#### REQUIRED TASKS:
#1 According to the article on AMIA's 2011 Signature Awards, how many publications has Rita D. Zielstorff authored?
#2 Pick up the article on AMIA's 2011 Signature Awards where it stops and keep writing.

#### SELECTED TEXT:
ECONOMICS
AMIA honors informatics professionals who are improving health, changing the world
Signature Award recipients are health care's innovators
AMIA, the association for informatics professionals, honors four leaders in biomedical and health informatics with Signature Awards to be presented during AMIA's Annual Symposium, Oct. 22-26, an event expected to draw 2,500 informatics professionals to the Washington Hilton over the coming week. The Signature Awards highlight extraordinary informatics professionals, whose contributions to the health sector have had significant, positive impact.
"Signature Awards are AMIA's highest honor," explains AMIA Chairwoman Nancy M. Lorenzi, of Vanderbilt University Medical Center. "The 2011 recipients are innovative individuals who focused on sociotechnical integration, clinical documentation, policy formulation, and decision support. We owe each one of them thanks for the benefits their contributions have made to biomedical informatics, as well as to the improvement of different components of our healthcare system."
The Signature Awards and recipients are:
New Investigator Award
Recognizes an individual for early informatics contributions and significant scholarly contributions of scientific merit and demonstrated research excellence.
Kai Zheng, PhD, assistant professor, University of Michigan Schools of Public Health and Information, draws upon techniques from the fields of information systems research and human-computer interaction to study the use of information, communication and decision technologies in patient-care delivery and management. Dr. Zheng's recent work has focused on topics related to interaction design, workflow and sociotechnical integration, and diffusion and evaluation of health information technologies.
Virginia K. Saba Informatics Award
Recognizes a distinguished career that has made significant impact on the care of patients and the discipline of nursing. Recipient must demonstrate: use of informatics as transformative in patient care; visionary leadership; and enduring contribution to professional practice, education, administration, research, and/or health policy.
Rita D. Zielstorff, an internationally recognized expert in clinical informatics and a registered nurse, began her career working with medication order entry, clinical documentation and clinical terminologies. In 2000, she became a clinical designer and product manager in e-health systems; her products included a patient portal and a referral management system. More recently, she has audited the implementation of a clinical information system, evaluated a web-based portal for clinicians, and assisted an academic medical center to achieve promised benefits from their clinical information systems. Ms. Zielstorff has authored more than 70 publications in nursing and healthcare informatics, dating back to 1975.
Don Eugene Detmer Award for Health Policy Contributions in Informatics
Recognizes an individual who has made a significant contribution over the course of a career in health policy, conducted in accordance with the philosophy that all citizens and populations deserve a state-of-the-art health system that provides safe, effective, patient-centered, timely, efficient, and equitable health care services. The recipient exemplifies visionary leadership in the health policy realm, action-oriented advocacy work producing a regional, national or global result, advancement in thought leadership, that generates a sustainable contribution to the health system.

#### INFORMATION:
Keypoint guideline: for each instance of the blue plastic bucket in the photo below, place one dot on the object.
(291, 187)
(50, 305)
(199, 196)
==
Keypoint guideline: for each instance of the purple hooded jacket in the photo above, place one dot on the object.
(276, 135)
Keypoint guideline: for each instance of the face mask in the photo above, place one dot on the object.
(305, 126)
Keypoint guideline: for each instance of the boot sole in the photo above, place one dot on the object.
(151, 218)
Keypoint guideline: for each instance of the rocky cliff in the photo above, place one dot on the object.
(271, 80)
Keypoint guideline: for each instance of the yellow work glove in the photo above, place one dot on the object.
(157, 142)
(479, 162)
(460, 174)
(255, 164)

#### RESPONSES TO THE TASKS:
#1 More than 70

#2
Julie McGowan, professor and chair emeritus of the Department of Knowledge Informatics and Translation at Indiana University School of Medicine, is also a research scientist at Regenstrief Institute. During a career that spanned nearly 40 years, Dr. McGowan's work has had national impact, not only affecting the four medical schools where she served as an administrator with excellence, but also through her research on the effect of health IT and HIE on health care, and through her work in policy formulation related to the medical informatics agenda. Throughout her career, Dr. McGowan's passion has been public policy and its effect on clinical informatics.
Donald A.B. Lindberg Award for Innovation in Informatics
Recognizes an individual for a specific technological, research, or educational contribution that advances biomedical informatics. The recipient's work will have been conducted in a nonprofit setting, and the adoption of the particular advance will be on a national or international level.
R. Scott Evans, senior medical informaticist consultant in the Department of Medical Informatics at Intermountain Healthcare and a professor in the Department of Biomedical Informatics at University of Utah, has applied his interests in computerized decision support, the selection and management of anti-infective agents, and computer methods to produce clinical tools that help reduce adverse drug events, help reduce adverse medical device events, and help reduce venous thrombolytic events. He has also used computerized methods to identify patients who need isolation, to reduce hospital-acquired infections, and to report notifiable diseases. A number of these computerized tools are clinically operational at all 22 hospitals at Intermountain Healthcare. Dr. Evans is a Fellow of the American College of Medical Informatics (ACMI).